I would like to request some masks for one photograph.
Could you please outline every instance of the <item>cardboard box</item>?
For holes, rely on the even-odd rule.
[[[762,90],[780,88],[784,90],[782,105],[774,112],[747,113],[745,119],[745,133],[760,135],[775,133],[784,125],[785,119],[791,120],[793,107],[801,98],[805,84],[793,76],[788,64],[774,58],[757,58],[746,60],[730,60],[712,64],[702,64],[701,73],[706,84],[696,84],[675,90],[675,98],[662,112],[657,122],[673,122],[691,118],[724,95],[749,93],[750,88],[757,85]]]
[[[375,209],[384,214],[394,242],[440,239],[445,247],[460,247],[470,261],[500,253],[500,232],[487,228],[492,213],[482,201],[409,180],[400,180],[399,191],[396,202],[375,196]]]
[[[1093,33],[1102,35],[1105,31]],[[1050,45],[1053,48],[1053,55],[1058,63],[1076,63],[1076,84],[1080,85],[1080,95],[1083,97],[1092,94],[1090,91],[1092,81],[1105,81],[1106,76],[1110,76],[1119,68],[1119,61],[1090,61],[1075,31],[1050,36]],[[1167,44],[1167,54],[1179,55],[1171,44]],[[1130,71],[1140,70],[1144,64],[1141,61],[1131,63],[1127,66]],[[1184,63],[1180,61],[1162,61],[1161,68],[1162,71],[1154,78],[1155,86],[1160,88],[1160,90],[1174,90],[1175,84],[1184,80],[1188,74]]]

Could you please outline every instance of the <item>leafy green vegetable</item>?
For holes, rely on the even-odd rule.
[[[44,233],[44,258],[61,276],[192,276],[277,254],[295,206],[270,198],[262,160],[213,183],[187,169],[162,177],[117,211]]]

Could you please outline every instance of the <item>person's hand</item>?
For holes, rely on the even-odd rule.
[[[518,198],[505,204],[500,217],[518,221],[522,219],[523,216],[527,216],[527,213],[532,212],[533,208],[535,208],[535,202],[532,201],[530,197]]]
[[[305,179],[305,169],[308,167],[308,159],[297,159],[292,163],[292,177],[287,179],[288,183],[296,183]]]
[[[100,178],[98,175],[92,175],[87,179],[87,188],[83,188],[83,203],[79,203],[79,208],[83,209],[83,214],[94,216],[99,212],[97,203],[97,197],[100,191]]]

________

● Stated exercise
Rewrite all of the items above, replacing "outline" with "trace" each time it appears and keeping everything else unchanged.

● Task result
I would like to request some masks for one photograph.
Could you please trace every instance of the <item>cardboard box</item>?
For holes, rely on the even-odd rule.
[[[762,90],[780,88],[784,90],[782,105],[774,112],[747,113],[745,119],[745,133],[760,135],[775,133],[784,125],[785,119],[791,120],[793,107],[801,98],[805,84],[793,76],[788,64],[774,58],[757,58],[746,60],[730,60],[712,64],[702,64],[701,73],[706,84],[696,84],[675,90],[675,98],[662,112],[657,122],[673,122],[691,118],[724,95],[749,93],[750,88],[757,85]]]
[[[375,209],[384,214],[394,242],[440,239],[445,247],[460,247],[470,261],[500,253],[500,232],[487,228],[492,213],[482,201],[409,180],[400,180],[399,191],[396,202],[375,196]]]
[[[1093,33],[1102,35],[1105,31]],[[1050,45],[1053,48],[1053,55],[1058,63],[1076,63],[1076,84],[1080,85],[1080,95],[1083,97],[1092,94],[1090,91],[1092,81],[1105,81],[1106,76],[1110,76],[1119,68],[1119,61],[1090,61],[1075,31],[1050,36]],[[1167,44],[1167,54],[1179,55],[1171,44]],[[1130,71],[1140,70],[1144,64],[1141,61],[1131,63],[1127,66]],[[1184,63],[1180,61],[1162,61],[1161,68],[1162,71],[1154,78],[1155,86],[1160,88],[1160,90],[1174,90],[1175,84],[1184,80],[1188,74]]]

Could you please trace every instance of the <item>leafy green vegetable</item>?
For holes, rely on the even-odd rule.
[[[44,233],[44,258],[61,276],[192,276],[277,254],[295,206],[270,198],[262,160],[213,183],[187,169],[162,177],[117,211]]]

Could you please trace every instance of the <item>person's hand</item>?
For holes, rely on the even-odd rule.
[[[518,198],[505,204],[500,217],[518,221],[522,219],[523,216],[527,216],[527,213],[532,212],[533,208],[535,208],[535,202],[532,201],[530,197]]]
[[[305,179],[305,169],[308,167],[308,159],[297,159],[292,163],[292,177],[287,179],[288,183],[296,183]]]
[[[100,178],[98,175],[92,175],[87,179],[87,188],[83,188],[83,203],[79,203],[79,208],[83,209],[83,214],[94,216],[99,212],[97,203],[97,197],[100,191]]]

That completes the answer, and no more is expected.